_PROBLEM REQUIREMENTS_: Copy every one of the records below word for word, leaving out the pictures.

_EXTRACTED RECORDS_:
* Begin *

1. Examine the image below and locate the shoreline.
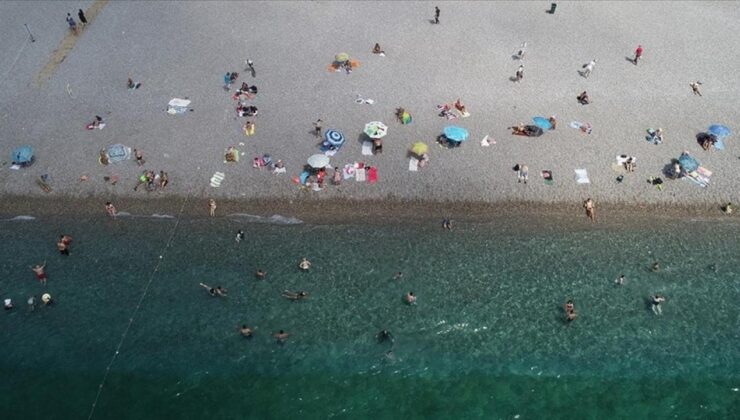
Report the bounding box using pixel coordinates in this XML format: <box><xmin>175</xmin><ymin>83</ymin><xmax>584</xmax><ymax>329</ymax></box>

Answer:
<box><xmin>0</xmin><ymin>195</ymin><xmax>733</xmax><ymax>227</ymax></box>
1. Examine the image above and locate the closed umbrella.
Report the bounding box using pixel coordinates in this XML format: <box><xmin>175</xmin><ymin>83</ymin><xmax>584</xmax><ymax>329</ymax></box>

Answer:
<box><xmin>10</xmin><ymin>146</ymin><xmax>33</xmax><ymax>165</ymax></box>
<box><xmin>365</xmin><ymin>121</ymin><xmax>388</xmax><ymax>139</ymax></box>
<box><xmin>444</xmin><ymin>125</ymin><xmax>468</xmax><ymax>143</ymax></box>
<box><xmin>308</xmin><ymin>154</ymin><xmax>329</xmax><ymax>169</ymax></box>
<box><xmin>324</xmin><ymin>130</ymin><xmax>344</xmax><ymax>147</ymax></box>
<box><xmin>411</xmin><ymin>141</ymin><xmax>429</xmax><ymax>156</ymax></box>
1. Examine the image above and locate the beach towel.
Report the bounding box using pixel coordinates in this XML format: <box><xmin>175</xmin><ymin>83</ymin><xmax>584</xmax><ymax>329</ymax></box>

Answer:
<box><xmin>409</xmin><ymin>157</ymin><xmax>419</xmax><ymax>172</ymax></box>
<box><xmin>342</xmin><ymin>163</ymin><xmax>355</xmax><ymax>179</ymax></box>
<box><xmin>211</xmin><ymin>172</ymin><xmax>226</xmax><ymax>188</ymax></box>
<box><xmin>542</xmin><ymin>169</ymin><xmax>555</xmax><ymax>185</ymax></box>
<box><xmin>575</xmin><ymin>169</ymin><xmax>591</xmax><ymax>184</ymax></box>
<box><xmin>367</xmin><ymin>166</ymin><xmax>378</xmax><ymax>184</ymax></box>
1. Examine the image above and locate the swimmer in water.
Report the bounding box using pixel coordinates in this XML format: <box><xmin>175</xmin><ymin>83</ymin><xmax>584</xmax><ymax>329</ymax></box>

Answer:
<box><xmin>31</xmin><ymin>261</ymin><xmax>47</xmax><ymax>285</ymax></box>
<box><xmin>239</xmin><ymin>325</ymin><xmax>254</xmax><ymax>338</ymax></box>
<box><xmin>283</xmin><ymin>290</ymin><xmax>308</xmax><ymax>301</ymax></box>
<box><xmin>403</xmin><ymin>292</ymin><xmax>416</xmax><ymax>305</ymax></box>
<box><xmin>200</xmin><ymin>283</ymin><xmax>226</xmax><ymax>297</ymax></box>
<box><xmin>234</xmin><ymin>230</ymin><xmax>245</xmax><ymax>242</ymax></box>
<box><xmin>565</xmin><ymin>300</ymin><xmax>577</xmax><ymax>322</ymax></box>
<box><xmin>272</xmin><ymin>330</ymin><xmax>290</xmax><ymax>344</ymax></box>
<box><xmin>651</xmin><ymin>294</ymin><xmax>665</xmax><ymax>315</ymax></box>
<box><xmin>375</xmin><ymin>330</ymin><xmax>393</xmax><ymax>344</ymax></box>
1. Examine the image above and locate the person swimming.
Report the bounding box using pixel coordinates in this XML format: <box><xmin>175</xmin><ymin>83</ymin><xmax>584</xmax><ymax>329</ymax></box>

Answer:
<box><xmin>283</xmin><ymin>290</ymin><xmax>308</xmax><ymax>300</ymax></box>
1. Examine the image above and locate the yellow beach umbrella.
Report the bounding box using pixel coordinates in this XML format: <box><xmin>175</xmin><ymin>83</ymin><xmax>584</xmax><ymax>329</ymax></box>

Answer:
<box><xmin>411</xmin><ymin>141</ymin><xmax>429</xmax><ymax>156</ymax></box>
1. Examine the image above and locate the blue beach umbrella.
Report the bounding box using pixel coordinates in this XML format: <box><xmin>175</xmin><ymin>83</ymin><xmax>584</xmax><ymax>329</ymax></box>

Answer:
<box><xmin>324</xmin><ymin>130</ymin><xmax>344</xmax><ymax>147</ymax></box>
<box><xmin>532</xmin><ymin>117</ymin><xmax>552</xmax><ymax>130</ymax></box>
<box><xmin>444</xmin><ymin>125</ymin><xmax>469</xmax><ymax>143</ymax></box>
<box><xmin>707</xmin><ymin>124</ymin><xmax>732</xmax><ymax>139</ymax></box>
<box><xmin>10</xmin><ymin>146</ymin><xmax>33</xmax><ymax>165</ymax></box>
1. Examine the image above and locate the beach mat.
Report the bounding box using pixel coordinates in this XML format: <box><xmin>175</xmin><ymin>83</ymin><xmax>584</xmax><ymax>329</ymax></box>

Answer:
<box><xmin>409</xmin><ymin>157</ymin><xmax>419</xmax><ymax>172</ymax></box>
<box><xmin>367</xmin><ymin>166</ymin><xmax>378</xmax><ymax>184</ymax></box>
<box><xmin>575</xmin><ymin>169</ymin><xmax>591</xmax><ymax>184</ymax></box>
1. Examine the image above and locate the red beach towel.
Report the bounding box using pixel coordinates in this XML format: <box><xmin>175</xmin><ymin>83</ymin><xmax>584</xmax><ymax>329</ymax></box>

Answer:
<box><xmin>367</xmin><ymin>166</ymin><xmax>378</xmax><ymax>184</ymax></box>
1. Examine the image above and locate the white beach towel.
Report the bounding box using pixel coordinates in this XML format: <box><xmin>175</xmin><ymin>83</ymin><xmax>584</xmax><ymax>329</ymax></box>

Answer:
<box><xmin>342</xmin><ymin>163</ymin><xmax>355</xmax><ymax>179</ymax></box>
<box><xmin>355</xmin><ymin>168</ymin><xmax>365</xmax><ymax>182</ymax></box>
<box><xmin>409</xmin><ymin>157</ymin><xmax>419</xmax><ymax>172</ymax></box>
<box><xmin>211</xmin><ymin>172</ymin><xmax>226</xmax><ymax>188</ymax></box>
<box><xmin>575</xmin><ymin>169</ymin><xmax>591</xmax><ymax>184</ymax></box>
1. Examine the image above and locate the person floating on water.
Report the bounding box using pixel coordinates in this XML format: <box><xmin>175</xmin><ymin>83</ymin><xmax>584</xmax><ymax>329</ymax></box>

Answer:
<box><xmin>239</xmin><ymin>325</ymin><xmax>254</xmax><ymax>338</ymax></box>
<box><xmin>31</xmin><ymin>261</ymin><xmax>47</xmax><ymax>285</ymax></box>
<box><xmin>283</xmin><ymin>290</ymin><xmax>308</xmax><ymax>301</ymax></box>
<box><xmin>403</xmin><ymin>292</ymin><xmax>416</xmax><ymax>305</ymax></box>
<box><xmin>651</xmin><ymin>293</ymin><xmax>665</xmax><ymax>315</ymax></box>
<box><xmin>565</xmin><ymin>300</ymin><xmax>578</xmax><ymax>322</ymax></box>
<box><xmin>200</xmin><ymin>283</ymin><xmax>226</xmax><ymax>297</ymax></box>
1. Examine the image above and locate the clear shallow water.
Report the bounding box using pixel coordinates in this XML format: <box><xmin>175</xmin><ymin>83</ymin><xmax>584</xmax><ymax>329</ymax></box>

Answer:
<box><xmin>0</xmin><ymin>217</ymin><xmax>740</xmax><ymax>418</ymax></box>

* End *

_SOLVED EXERCISE_:
1. Examine the image below and locate the shoreline.
Report the bounding box using pixel coordinates in this XML format: <box><xmin>175</xmin><ymin>83</ymin><xmax>584</xmax><ymax>329</ymax></box>

Answer:
<box><xmin>0</xmin><ymin>195</ymin><xmax>733</xmax><ymax>227</ymax></box>
1. Examine the image above and locate the closed umbrella.
Report the bounding box using pixel coordinates in this XML format: <box><xmin>175</xmin><ymin>83</ymin><xmax>584</xmax><ymax>329</ymax></box>

Answer:
<box><xmin>10</xmin><ymin>146</ymin><xmax>33</xmax><ymax>165</ymax></box>
<box><xmin>365</xmin><ymin>121</ymin><xmax>388</xmax><ymax>139</ymax></box>
<box><xmin>444</xmin><ymin>125</ymin><xmax>468</xmax><ymax>143</ymax></box>
<box><xmin>308</xmin><ymin>154</ymin><xmax>329</xmax><ymax>169</ymax></box>
<box><xmin>324</xmin><ymin>130</ymin><xmax>344</xmax><ymax>147</ymax></box>
<box><xmin>411</xmin><ymin>141</ymin><xmax>429</xmax><ymax>156</ymax></box>
1. Examine the image above and locate the beach towel.
Report the bounding box using pixel coordinates in this XML format: <box><xmin>175</xmin><ymin>83</ymin><xmax>584</xmax><ymax>329</ymax></box>

Answer:
<box><xmin>409</xmin><ymin>157</ymin><xmax>419</xmax><ymax>172</ymax></box>
<box><xmin>342</xmin><ymin>163</ymin><xmax>355</xmax><ymax>179</ymax></box>
<box><xmin>211</xmin><ymin>172</ymin><xmax>226</xmax><ymax>188</ymax></box>
<box><xmin>542</xmin><ymin>169</ymin><xmax>555</xmax><ymax>185</ymax></box>
<box><xmin>575</xmin><ymin>169</ymin><xmax>591</xmax><ymax>184</ymax></box>
<box><xmin>367</xmin><ymin>166</ymin><xmax>378</xmax><ymax>184</ymax></box>
1. Examine the image above and locate the swimmer in water.
Report the bounding box using pixel coordinates in this XML format: <box><xmin>175</xmin><ymin>83</ymin><xmax>584</xmax><ymax>329</ymax></box>

Answer:
<box><xmin>31</xmin><ymin>261</ymin><xmax>47</xmax><ymax>285</ymax></box>
<box><xmin>239</xmin><ymin>325</ymin><xmax>254</xmax><ymax>338</ymax></box>
<box><xmin>283</xmin><ymin>290</ymin><xmax>308</xmax><ymax>301</ymax></box>
<box><xmin>403</xmin><ymin>292</ymin><xmax>416</xmax><ymax>305</ymax></box>
<box><xmin>200</xmin><ymin>283</ymin><xmax>226</xmax><ymax>297</ymax></box>
<box><xmin>234</xmin><ymin>230</ymin><xmax>245</xmax><ymax>242</ymax></box>
<box><xmin>565</xmin><ymin>300</ymin><xmax>577</xmax><ymax>322</ymax></box>
<box><xmin>272</xmin><ymin>330</ymin><xmax>290</xmax><ymax>344</ymax></box>
<box><xmin>651</xmin><ymin>294</ymin><xmax>665</xmax><ymax>315</ymax></box>
<box><xmin>375</xmin><ymin>330</ymin><xmax>393</xmax><ymax>344</ymax></box>
1. Examine the image above and locate the person swimming.
Report the bounding box using pixel coordinates in this XML format: <box><xmin>175</xmin><ymin>83</ymin><xmax>584</xmax><ymax>329</ymax></box>

Answer:
<box><xmin>283</xmin><ymin>290</ymin><xmax>308</xmax><ymax>300</ymax></box>
1. Examine the image above and locate the yellow beach umbrella.
Report the bounding box using pixel coordinates in this XML format: <box><xmin>175</xmin><ymin>83</ymin><xmax>584</xmax><ymax>329</ymax></box>

Answer:
<box><xmin>411</xmin><ymin>141</ymin><xmax>429</xmax><ymax>156</ymax></box>
1. Examine the image above and locate the blue beach umbrella.
Report the bounding box using pixel coordinates in this XML format: <box><xmin>175</xmin><ymin>83</ymin><xmax>584</xmax><ymax>329</ymax></box>

Answer:
<box><xmin>324</xmin><ymin>130</ymin><xmax>344</xmax><ymax>147</ymax></box>
<box><xmin>532</xmin><ymin>117</ymin><xmax>552</xmax><ymax>130</ymax></box>
<box><xmin>444</xmin><ymin>125</ymin><xmax>469</xmax><ymax>143</ymax></box>
<box><xmin>707</xmin><ymin>124</ymin><xmax>732</xmax><ymax>139</ymax></box>
<box><xmin>10</xmin><ymin>146</ymin><xmax>33</xmax><ymax>165</ymax></box>
1. Examine the image above and locate the beach mat.
Report the bounding box using pixel coordinates in this XML format: <box><xmin>175</xmin><ymin>83</ymin><xmax>584</xmax><ymax>329</ymax></box>

Answer:
<box><xmin>409</xmin><ymin>157</ymin><xmax>419</xmax><ymax>172</ymax></box>
<box><xmin>367</xmin><ymin>166</ymin><xmax>378</xmax><ymax>184</ymax></box>
<box><xmin>575</xmin><ymin>169</ymin><xmax>591</xmax><ymax>184</ymax></box>
1. Examine the image above and locate the red beach towel.
Report the bounding box using pixel coordinates in this XML format: <box><xmin>175</xmin><ymin>83</ymin><xmax>584</xmax><ymax>329</ymax></box>

Answer:
<box><xmin>367</xmin><ymin>166</ymin><xmax>378</xmax><ymax>184</ymax></box>
1. Examine the image above and locate the white beach towel.
Report the bounding box using pixel coordinates in this XML format: <box><xmin>175</xmin><ymin>83</ymin><xmax>584</xmax><ymax>329</ymax></box>

Answer:
<box><xmin>342</xmin><ymin>163</ymin><xmax>355</xmax><ymax>179</ymax></box>
<box><xmin>355</xmin><ymin>168</ymin><xmax>365</xmax><ymax>182</ymax></box>
<box><xmin>409</xmin><ymin>157</ymin><xmax>419</xmax><ymax>172</ymax></box>
<box><xmin>211</xmin><ymin>172</ymin><xmax>226</xmax><ymax>188</ymax></box>
<box><xmin>575</xmin><ymin>169</ymin><xmax>591</xmax><ymax>184</ymax></box>
1. Examine the image above and locate the person floating on water.
Report the bounding box using pixel coordinates in this XML format: <box><xmin>175</xmin><ymin>83</ymin><xmax>584</xmax><ymax>329</ymax></box>

Answer:
<box><xmin>239</xmin><ymin>325</ymin><xmax>254</xmax><ymax>338</ymax></box>
<box><xmin>31</xmin><ymin>261</ymin><xmax>47</xmax><ymax>285</ymax></box>
<box><xmin>283</xmin><ymin>290</ymin><xmax>308</xmax><ymax>301</ymax></box>
<box><xmin>403</xmin><ymin>292</ymin><xmax>416</xmax><ymax>305</ymax></box>
<box><xmin>651</xmin><ymin>293</ymin><xmax>665</xmax><ymax>315</ymax></box>
<box><xmin>565</xmin><ymin>300</ymin><xmax>578</xmax><ymax>322</ymax></box>
<box><xmin>200</xmin><ymin>283</ymin><xmax>226</xmax><ymax>297</ymax></box>
1. Examine the image above and locate the clear shallow water.
Report the bounding box using pixel coordinates in this XML format: <box><xmin>175</xmin><ymin>83</ymin><xmax>584</xmax><ymax>329</ymax></box>

Answer:
<box><xmin>0</xmin><ymin>217</ymin><xmax>740</xmax><ymax>418</ymax></box>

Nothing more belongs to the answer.